START PAGE EXCERPT

Ironically, Viagra is a good example. The EPO recently rejected Pfizer’s claim to any molecules interacting with the PDE-5 receptor. Britain’s patent office also threw out the claim. Thirteen companies, including the drugs makers Eli Lilly and ICOS, successfully argued that Pfizer’s idea of using the PDE-5 receptor to correct erectile dysfunction was obvious to everyone before the company applied for its patent.
The challenging companies put a good gloss on their success. “Patients benefit when they have more than one choice,” says Lacy Fitzpatrick of ICOS. Yet they were clearly out to deny Pfizer control over the whole market for PDE-5 inhibitors: ICOS and Lilly are about to launch a very similar drug to Viagra.
So, a greedy pharmaceuticals company may have a much harder time at establishing a monopoly than Myriad has had in its attempt to dominate the breast cancer testing market. And already some experts are saying that not even Myriad’s monopoly will prevail, because market forces have begun to dictate that the monopoly route may not be the most efficient. “If Myriad were making lots of money that’s one thing, but they aren’t,” says Iain Cockburn, an economist and patent expert at Boston University.

END PAGE EXCERPT

WORK REQUEST: Continue the text on drug patents and monopolies, starting after its final sentence. The listing that follows is drawn from a separate source and is unrelated to the text on patents.

START EXCERPTED DATA

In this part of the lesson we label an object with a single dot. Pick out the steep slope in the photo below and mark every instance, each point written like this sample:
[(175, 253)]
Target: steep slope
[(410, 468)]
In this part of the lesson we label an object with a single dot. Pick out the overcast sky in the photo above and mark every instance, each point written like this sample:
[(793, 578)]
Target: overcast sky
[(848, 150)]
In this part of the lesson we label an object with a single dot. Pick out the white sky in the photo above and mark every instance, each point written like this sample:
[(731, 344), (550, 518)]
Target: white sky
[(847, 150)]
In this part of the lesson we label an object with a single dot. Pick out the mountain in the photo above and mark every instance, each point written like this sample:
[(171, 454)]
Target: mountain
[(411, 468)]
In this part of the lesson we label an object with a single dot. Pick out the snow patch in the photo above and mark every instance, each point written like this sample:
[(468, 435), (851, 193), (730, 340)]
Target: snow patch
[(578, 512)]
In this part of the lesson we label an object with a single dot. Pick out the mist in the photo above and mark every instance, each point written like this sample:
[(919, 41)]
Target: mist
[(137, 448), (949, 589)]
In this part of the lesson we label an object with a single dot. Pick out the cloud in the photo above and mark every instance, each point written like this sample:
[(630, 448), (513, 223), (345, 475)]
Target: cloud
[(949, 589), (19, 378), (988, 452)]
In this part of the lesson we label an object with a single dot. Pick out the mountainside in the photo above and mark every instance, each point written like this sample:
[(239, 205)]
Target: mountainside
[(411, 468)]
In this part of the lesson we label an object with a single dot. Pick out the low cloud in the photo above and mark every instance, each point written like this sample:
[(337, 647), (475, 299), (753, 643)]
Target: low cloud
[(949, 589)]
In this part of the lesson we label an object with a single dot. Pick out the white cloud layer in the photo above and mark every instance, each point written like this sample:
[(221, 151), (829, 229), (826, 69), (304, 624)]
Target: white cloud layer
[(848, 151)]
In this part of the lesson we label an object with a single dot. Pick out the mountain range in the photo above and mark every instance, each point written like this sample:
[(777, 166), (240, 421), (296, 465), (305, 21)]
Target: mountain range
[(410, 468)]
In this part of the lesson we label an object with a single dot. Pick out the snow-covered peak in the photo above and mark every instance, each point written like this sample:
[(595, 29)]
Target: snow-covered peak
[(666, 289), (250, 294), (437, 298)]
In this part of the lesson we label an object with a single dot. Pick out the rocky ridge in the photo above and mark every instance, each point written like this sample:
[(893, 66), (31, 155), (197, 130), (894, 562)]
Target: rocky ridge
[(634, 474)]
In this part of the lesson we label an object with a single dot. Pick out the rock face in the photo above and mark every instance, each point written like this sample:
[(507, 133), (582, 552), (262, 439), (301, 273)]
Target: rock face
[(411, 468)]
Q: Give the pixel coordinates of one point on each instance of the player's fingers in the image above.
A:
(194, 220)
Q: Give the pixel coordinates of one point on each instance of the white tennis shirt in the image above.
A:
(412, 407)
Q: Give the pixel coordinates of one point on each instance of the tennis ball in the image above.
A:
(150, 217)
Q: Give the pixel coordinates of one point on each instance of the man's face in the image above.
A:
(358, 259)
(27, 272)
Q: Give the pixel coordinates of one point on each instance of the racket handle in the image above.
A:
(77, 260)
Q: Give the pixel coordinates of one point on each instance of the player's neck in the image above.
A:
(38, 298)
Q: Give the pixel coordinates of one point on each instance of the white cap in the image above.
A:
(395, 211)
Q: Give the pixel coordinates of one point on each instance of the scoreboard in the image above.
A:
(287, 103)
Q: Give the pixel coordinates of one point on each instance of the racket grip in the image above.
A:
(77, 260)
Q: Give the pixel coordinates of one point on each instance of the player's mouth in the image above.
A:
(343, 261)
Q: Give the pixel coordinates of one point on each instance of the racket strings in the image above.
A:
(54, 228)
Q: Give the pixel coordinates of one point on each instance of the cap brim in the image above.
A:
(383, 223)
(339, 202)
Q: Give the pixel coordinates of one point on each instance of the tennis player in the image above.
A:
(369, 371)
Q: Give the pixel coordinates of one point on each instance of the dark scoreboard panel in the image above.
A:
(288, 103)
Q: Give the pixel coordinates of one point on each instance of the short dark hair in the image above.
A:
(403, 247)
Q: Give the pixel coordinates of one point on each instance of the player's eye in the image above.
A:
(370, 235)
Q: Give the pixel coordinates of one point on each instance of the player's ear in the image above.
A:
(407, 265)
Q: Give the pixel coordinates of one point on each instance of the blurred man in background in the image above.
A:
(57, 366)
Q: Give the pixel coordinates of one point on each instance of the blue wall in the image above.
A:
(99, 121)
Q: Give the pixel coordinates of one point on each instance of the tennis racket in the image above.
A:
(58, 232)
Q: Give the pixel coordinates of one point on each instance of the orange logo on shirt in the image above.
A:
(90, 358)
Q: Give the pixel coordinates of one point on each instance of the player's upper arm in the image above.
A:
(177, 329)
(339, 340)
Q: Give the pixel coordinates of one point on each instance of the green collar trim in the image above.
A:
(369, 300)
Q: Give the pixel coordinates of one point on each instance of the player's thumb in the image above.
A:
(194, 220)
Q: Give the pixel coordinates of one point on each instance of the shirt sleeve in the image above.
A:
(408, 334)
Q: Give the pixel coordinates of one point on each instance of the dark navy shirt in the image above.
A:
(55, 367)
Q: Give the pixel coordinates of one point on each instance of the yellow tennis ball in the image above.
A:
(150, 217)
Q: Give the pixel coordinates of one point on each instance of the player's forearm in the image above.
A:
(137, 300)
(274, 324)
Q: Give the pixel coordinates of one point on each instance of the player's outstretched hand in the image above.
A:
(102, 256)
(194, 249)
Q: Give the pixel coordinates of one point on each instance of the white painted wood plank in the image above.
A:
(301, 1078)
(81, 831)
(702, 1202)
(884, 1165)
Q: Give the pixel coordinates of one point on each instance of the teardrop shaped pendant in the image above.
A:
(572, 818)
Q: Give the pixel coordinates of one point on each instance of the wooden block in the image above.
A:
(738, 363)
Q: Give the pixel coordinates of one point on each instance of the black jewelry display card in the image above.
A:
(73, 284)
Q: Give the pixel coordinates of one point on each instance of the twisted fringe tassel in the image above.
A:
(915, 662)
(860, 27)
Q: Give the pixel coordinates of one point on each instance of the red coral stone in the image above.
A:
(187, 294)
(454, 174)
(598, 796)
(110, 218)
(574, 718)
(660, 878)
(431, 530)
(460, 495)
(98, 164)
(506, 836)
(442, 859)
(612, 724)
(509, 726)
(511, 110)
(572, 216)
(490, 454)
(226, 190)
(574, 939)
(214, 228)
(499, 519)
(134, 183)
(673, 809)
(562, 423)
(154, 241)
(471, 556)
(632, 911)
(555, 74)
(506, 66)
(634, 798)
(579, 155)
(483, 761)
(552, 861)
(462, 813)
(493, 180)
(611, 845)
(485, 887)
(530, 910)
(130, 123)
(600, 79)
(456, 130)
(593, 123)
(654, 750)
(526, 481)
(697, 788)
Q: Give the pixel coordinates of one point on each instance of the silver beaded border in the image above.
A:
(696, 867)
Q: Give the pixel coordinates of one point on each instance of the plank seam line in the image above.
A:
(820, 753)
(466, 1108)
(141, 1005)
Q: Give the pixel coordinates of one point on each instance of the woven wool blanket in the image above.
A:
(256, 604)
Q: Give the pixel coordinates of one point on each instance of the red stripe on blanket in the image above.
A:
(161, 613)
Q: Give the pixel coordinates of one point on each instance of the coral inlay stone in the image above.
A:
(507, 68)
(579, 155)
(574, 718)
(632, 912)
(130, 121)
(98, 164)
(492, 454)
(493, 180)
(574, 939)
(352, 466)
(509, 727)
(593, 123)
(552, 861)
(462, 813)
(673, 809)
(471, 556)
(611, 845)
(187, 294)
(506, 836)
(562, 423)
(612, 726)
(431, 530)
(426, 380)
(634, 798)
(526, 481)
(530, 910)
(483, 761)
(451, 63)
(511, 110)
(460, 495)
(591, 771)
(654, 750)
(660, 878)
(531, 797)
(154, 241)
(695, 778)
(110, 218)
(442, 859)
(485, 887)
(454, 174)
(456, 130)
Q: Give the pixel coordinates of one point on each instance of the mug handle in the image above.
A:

END EXCERPTED DATA

RESPONSE TO THIS TASK:
But arguments that monopolies will not thrive seem to forget the huge prize on offer to a company that controls the diagnosis and treatment of a common disease. With a new generation of patents making that prize more easily attainable, the rewards for pharmaceuticals companies may be too tempting– and all the more disastrous for society. It would raise the spectre of, say, a company not just “owning” one drug for treating Alzheimer’s disease but also governing any progress in that field for the 20-year lifetime of its patent. What would governments do then?
In demonising the Myriads of the world, critics may be losing sight of the fact that the line between academic and commercial research is getting more blurred by the minute. When condemning the chilling effect of patenting on research, the examples often cited are those of researchers at diagnostic laboratories, many of whom have shied away from developing new tests for fear of infringing on patents that are held by others.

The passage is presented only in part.